(Source data)
************
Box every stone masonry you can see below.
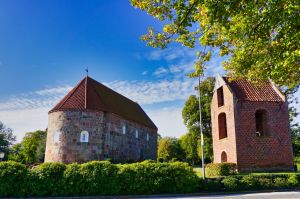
[45,76,158,163]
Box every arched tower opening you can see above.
[255,109,268,137]
[218,113,227,139]
[221,151,227,162]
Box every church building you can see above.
[45,76,158,163]
[211,75,294,172]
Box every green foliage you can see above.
[240,175,260,190]
[0,121,16,158]
[29,162,66,196]
[131,0,300,89]
[118,161,199,195]
[206,163,237,177]
[287,174,299,186]
[157,137,185,162]
[273,177,288,188]
[221,176,239,190]
[8,130,47,164]
[0,161,28,197]
[181,77,215,163]
[0,161,199,197]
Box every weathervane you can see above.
[85,67,89,77]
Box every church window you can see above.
[53,131,61,144]
[218,113,227,139]
[135,129,139,138]
[122,125,126,134]
[80,131,89,142]
[217,87,224,107]
[146,133,149,141]
[221,151,227,162]
[255,109,267,137]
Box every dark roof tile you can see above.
[223,77,284,102]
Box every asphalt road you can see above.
[142,191,300,199]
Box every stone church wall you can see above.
[45,110,157,163]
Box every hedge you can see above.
[0,161,199,197]
[220,174,300,191]
[206,163,237,177]
[0,161,299,197]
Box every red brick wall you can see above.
[234,101,294,171]
[211,84,294,172]
[211,85,238,164]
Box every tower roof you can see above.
[215,75,285,102]
[49,76,157,130]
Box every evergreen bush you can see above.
[206,163,237,177]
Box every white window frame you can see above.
[80,131,89,143]
[122,125,126,135]
[53,131,61,144]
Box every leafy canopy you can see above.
[157,137,185,162]
[181,77,214,162]
[9,130,47,164]
[0,122,15,155]
[131,0,300,88]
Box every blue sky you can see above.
[0,1,299,141]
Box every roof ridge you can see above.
[88,77,110,111]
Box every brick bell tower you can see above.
[211,75,294,172]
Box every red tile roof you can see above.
[223,77,284,102]
[49,76,157,130]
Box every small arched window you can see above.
[218,113,227,139]
[221,151,227,162]
[80,131,89,142]
[122,125,126,135]
[53,131,61,144]
[255,109,268,137]
[146,133,149,141]
[135,129,139,138]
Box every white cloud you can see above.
[0,107,49,142]
[108,78,196,105]
[153,67,169,77]
[146,47,197,62]
[142,70,148,75]
[146,107,187,138]
[0,85,71,112]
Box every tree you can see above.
[131,0,300,89]
[0,121,16,159]
[157,137,185,162]
[181,77,214,162]
[9,130,47,164]
[287,87,300,158]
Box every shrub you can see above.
[240,175,259,190]
[206,163,237,177]
[0,161,28,197]
[28,162,66,196]
[256,177,273,189]
[118,161,199,195]
[221,176,239,190]
[273,177,288,188]
[287,174,299,186]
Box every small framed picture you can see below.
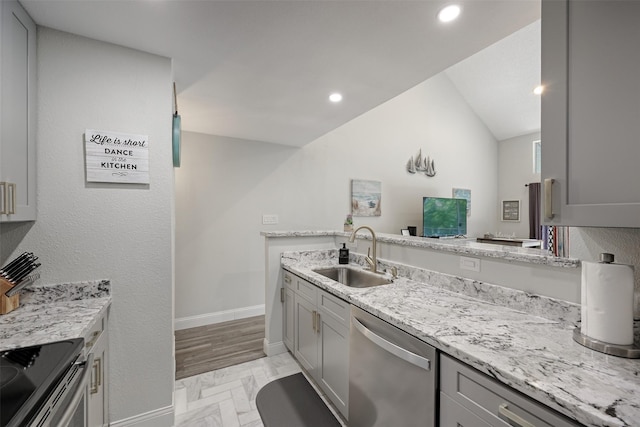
[501,200,520,222]
[401,229,410,236]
************
Your goal>
None of the pictures should be copied, but every record above must be returned exactly.

Task answer>
Box every stone masonry you can see below.
[45,76,158,163]
Box every arched tower opening you can see above.
[255,109,268,137]
[218,113,227,139]
[221,151,227,162]
Box every church building you can see above.
[45,76,158,163]
[211,75,294,172]
Box every green foliage you can see above.
[240,175,260,190]
[0,121,16,158]
[29,162,66,196]
[131,0,300,89]
[118,161,199,195]
[206,163,237,177]
[287,174,299,186]
[157,137,185,162]
[273,177,288,188]
[221,176,239,190]
[8,130,47,164]
[0,161,28,197]
[181,77,215,163]
[0,161,199,197]
Box every weathervane you can see above.
[85,67,89,77]
Box every church window you can see above.
[53,131,61,144]
[218,113,227,139]
[135,129,139,138]
[122,125,126,134]
[80,131,89,142]
[217,87,224,107]
[146,133,149,141]
[221,151,227,162]
[255,109,267,137]
Box every dark roof tile you can see above.
[223,77,284,102]
Box every asphalt road you can see above.
[142,191,300,199]
Box every stone church wall you can see above.
[45,110,157,163]
Box every hedge you can see above.
[0,161,199,197]
[220,174,300,191]
[206,163,237,177]
[0,161,299,197]
Box every red brick wall you can see above.
[234,101,294,171]
[211,84,294,172]
[211,85,238,164]
Box every tower roof you can see above.
[215,75,285,102]
[49,76,157,130]
Box every evergreen bush you can see above.
[206,163,237,177]
Box every white window frame you can see above.
[80,131,89,143]
[122,125,126,135]
[53,131,61,144]
Box every leafy canopy you can see above.
[157,137,185,162]
[181,77,214,162]
[9,130,47,164]
[0,122,15,155]
[131,0,300,88]
Box every blue sky you can see above.
[0,1,299,141]
Box every roof ridge you can see above.
[88,77,110,111]
Box every brick bell tower you can see above.
[211,75,294,172]
Box every red tile roof you can see above.
[223,77,284,102]
[49,76,157,130]
Box every small arched window you can see above.
[218,113,227,139]
[221,151,227,162]
[80,131,89,142]
[122,125,126,135]
[53,131,61,144]
[255,109,268,137]
[146,133,149,141]
[135,129,139,138]
Box every white cloud you can see above.
[0,107,49,142]
[108,78,196,105]
[153,67,169,77]
[146,47,197,62]
[142,70,148,75]
[146,107,187,138]
[0,85,71,112]
Box every tree you can see above.
[131,0,300,89]
[0,121,16,159]
[157,137,185,162]
[181,77,214,162]
[9,130,47,164]
[287,87,300,158]
Box every shrub you can see above.
[240,175,259,190]
[206,163,237,177]
[0,161,28,197]
[28,162,66,196]
[256,177,273,189]
[118,161,199,195]
[221,176,239,190]
[273,177,288,188]
[287,174,299,186]
Box every small framed picture you can see below.
[501,200,520,222]
[401,229,410,236]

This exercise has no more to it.